Exercise
Count the lines in the records that include the word "wheel", and reply with that number alone.

Records shown

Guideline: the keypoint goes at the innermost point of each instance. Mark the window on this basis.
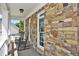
(65, 4)
(40, 30)
(78, 9)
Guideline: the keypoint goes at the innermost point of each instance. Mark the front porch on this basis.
(49, 29)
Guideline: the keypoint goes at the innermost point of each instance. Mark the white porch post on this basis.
(4, 26)
(24, 29)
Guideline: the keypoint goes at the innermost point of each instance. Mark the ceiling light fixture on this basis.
(21, 10)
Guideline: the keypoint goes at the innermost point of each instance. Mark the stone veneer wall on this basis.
(61, 30)
(61, 34)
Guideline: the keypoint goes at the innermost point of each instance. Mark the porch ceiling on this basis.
(29, 8)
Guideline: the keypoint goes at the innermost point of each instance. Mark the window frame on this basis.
(38, 33)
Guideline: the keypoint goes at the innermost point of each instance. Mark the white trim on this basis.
(38, 45)
(29, 31)
(36, 9)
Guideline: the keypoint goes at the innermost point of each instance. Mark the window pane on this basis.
(41, 24)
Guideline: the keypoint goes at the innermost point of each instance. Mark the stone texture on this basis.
(61, 30)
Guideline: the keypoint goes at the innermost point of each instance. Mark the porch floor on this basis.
(28, 52)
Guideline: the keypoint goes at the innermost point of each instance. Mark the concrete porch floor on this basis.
(28, 52)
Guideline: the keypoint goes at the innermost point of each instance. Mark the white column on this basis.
(4, 26)
(24, 29)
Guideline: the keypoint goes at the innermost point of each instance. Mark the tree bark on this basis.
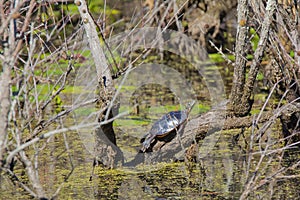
(106, 91)
(240, 58)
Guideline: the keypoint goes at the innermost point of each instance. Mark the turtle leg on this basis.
(147, 142)
(178, 131)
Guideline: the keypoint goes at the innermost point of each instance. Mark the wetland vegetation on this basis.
(81, 85)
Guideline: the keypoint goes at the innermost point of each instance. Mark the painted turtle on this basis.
(170, 122)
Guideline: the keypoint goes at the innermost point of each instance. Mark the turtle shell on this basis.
(168, 123)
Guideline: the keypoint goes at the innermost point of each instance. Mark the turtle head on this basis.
(190, 105)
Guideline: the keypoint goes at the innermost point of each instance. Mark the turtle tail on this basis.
(147, 142)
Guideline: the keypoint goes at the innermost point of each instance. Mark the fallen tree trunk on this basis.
(207, 127)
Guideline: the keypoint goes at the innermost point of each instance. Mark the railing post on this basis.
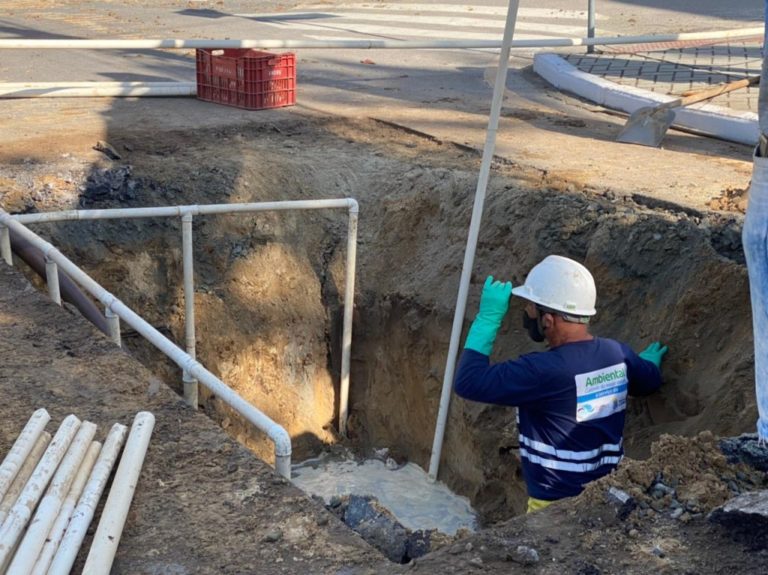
(5, 244)
(590, 24)
(190, 383)
(113, 321)
(349, 306)
(52, 278)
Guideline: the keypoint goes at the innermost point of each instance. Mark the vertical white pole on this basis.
(52, 278)
(190, 383)
(110, 529)
(474, 232)
(349, 306)
(113, 323)
(5, 245)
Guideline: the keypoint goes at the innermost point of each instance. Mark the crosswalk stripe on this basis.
(393, 32)
(459, 8)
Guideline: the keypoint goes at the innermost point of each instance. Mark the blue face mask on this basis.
(531, 325)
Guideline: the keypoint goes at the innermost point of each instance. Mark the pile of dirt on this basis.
(731, 200)
(685, 477)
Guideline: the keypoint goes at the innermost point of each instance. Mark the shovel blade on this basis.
(647, 126)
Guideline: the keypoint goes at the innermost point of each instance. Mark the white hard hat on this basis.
(560, 284)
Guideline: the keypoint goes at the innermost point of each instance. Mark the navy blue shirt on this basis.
(571, 404)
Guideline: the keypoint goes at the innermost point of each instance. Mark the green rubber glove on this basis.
(654, 353)
(494, 303)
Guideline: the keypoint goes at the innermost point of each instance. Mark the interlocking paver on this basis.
(675, 67)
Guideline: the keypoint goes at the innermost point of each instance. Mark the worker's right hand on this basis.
(654, 353)
(494, 303)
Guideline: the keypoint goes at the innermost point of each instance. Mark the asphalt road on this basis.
(445, 93)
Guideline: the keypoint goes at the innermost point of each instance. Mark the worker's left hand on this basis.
(494, 301)
(654, 353)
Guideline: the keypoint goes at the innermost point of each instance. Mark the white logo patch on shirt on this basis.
(601, 393)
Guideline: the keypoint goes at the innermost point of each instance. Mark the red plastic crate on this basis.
(246, 78)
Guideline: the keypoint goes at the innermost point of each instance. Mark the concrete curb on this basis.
(709, 119)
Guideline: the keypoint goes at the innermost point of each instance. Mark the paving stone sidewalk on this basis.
(676, 67)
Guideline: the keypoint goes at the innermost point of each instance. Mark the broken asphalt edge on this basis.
(709, 119)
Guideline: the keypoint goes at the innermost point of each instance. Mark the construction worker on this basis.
(572, 398)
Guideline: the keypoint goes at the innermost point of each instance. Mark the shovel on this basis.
(647, 126)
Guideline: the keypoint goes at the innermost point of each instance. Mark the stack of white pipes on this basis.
(61, 480)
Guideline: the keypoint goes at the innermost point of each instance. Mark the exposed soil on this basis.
(269, 289)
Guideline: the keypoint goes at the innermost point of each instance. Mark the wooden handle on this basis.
(710, 93)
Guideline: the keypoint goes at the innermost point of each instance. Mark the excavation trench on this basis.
(270, 285)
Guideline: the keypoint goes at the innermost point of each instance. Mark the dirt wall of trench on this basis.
(269, 286)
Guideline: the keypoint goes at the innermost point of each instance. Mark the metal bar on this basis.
(52, 279)
(5, 245)
(113, 321)
(474, 232)
(190, 383)
(591, 24)
(349, 306)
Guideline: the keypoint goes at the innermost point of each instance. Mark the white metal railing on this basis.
(193, 371)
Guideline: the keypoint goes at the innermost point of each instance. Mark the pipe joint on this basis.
(282, 441)
(108, 301)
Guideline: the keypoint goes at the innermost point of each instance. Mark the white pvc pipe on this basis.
(346, 335)
(50, 505)
(98, 91)
(170, 211)
(474, 232)
(22, 477)
(52, 279)
(20, 513)
(21, 449)
(5, 245)
(190, 383)
(65, 513)
(176, 44)
(86, 506)
(110, 529)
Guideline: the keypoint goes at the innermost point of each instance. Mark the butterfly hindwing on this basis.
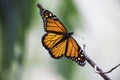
(57, 40)
(74, 52)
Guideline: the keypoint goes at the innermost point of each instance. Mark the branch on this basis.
(92, 63)
(111, 69)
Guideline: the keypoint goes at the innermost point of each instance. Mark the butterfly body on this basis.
(57, 40)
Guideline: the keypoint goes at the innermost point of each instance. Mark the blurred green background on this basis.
(22, 56)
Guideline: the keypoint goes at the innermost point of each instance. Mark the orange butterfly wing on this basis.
(50, 42)
(57, 40)
(75, 52)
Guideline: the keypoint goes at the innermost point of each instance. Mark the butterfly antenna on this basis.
(79, 36)
(40, 6)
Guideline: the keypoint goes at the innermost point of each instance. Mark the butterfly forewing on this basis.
(57, 40)
(52, 23)
(50, 39)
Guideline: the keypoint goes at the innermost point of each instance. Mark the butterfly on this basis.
(57, 40)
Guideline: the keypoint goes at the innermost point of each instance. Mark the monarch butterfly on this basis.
(57, 40)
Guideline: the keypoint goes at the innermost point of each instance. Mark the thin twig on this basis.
(111, 69)
(92, 63)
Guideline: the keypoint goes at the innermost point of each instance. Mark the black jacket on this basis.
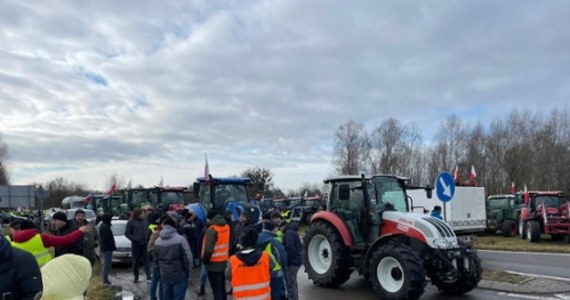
(75, 248)
(293, 245)
(107, 240)
(19, 272)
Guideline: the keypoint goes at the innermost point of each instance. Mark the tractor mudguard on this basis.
(525, 213)
(337, 223)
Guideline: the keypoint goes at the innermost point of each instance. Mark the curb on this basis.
(532, 285)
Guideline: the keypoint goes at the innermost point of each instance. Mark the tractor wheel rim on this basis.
(528, 232)
(320, 254)
(513, 229)
(390, 274)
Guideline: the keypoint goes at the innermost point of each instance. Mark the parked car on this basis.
(124, 250)
(89, 214)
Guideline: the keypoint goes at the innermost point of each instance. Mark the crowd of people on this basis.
(259, 260)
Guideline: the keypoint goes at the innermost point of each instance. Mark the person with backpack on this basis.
(268, 243)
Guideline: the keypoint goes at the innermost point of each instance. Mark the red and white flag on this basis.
(206, 170)
(456, 174)
(472, 174)
(112, 188)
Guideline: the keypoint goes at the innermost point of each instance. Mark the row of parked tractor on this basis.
(529, 215)
(298, 209)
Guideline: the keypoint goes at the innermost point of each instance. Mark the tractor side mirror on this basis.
(344, 192)
(429, 191)
(196, 188)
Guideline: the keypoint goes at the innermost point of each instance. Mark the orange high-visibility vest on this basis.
(251, 282)
(222, 246)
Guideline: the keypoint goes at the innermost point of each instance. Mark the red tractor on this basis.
(368, 227)
(544, 212)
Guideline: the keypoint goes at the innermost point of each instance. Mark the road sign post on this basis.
(445, 189)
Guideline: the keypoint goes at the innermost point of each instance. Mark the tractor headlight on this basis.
(441, 243)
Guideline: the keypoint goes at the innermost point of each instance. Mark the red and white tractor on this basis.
(544, 212)
(367, 226)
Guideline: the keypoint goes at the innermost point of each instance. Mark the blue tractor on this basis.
(224, 195)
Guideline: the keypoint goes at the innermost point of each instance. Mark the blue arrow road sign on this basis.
(445, 187)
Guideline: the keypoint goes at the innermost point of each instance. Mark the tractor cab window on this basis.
(389, 192)
(549, 201)
(499, 203)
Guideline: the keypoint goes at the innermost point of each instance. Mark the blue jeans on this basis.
(107, 257)
(139, 254)
(154, 283)
(176, 290)
(203, 275)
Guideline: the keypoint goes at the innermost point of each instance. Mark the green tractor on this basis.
(503, 213)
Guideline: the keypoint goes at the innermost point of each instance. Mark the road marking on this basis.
(525, 253)
(525, 296)
(540, 276)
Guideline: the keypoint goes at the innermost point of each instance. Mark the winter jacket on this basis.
(90, 242)
(249, 257)
(74, 248)
(66, 278)
(210, 239)
(107, 240)
(136, 231)
(172, 255)
(293, 246)
(19, 272)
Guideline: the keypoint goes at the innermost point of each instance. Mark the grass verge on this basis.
(496, 242)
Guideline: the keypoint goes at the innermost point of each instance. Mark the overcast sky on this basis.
(142, 89)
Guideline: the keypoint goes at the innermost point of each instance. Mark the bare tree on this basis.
(350, 143)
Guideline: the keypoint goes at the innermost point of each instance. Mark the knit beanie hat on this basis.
(60, 216)
(211, 214)
(27, 224)
(248, 238)
(269, 225)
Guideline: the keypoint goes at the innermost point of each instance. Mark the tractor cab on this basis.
(223, 194)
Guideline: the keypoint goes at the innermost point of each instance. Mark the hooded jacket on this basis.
(107, 239)
(66, 278)
(73, 248)
(19, 272)
(172, 255)
(210, 239)
(136, 231)
(293, 245)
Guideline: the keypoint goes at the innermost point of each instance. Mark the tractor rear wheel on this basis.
(509, 228)
(533, 231)
(522, 229)
(327, 259)
(397, 272)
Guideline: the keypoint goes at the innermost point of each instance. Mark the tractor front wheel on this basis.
(509, 228)
(397, 272)
(327, 259)
(465, 282)
(533, 231)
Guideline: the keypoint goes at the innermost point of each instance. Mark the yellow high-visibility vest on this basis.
(36, 247)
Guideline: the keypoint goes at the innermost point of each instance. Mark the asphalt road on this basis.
(546, 264)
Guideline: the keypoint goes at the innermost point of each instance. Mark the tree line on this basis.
(524, 147)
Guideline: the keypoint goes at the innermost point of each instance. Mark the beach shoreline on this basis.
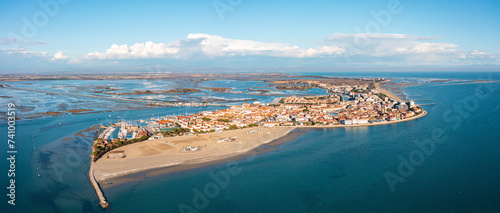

Solved problem
3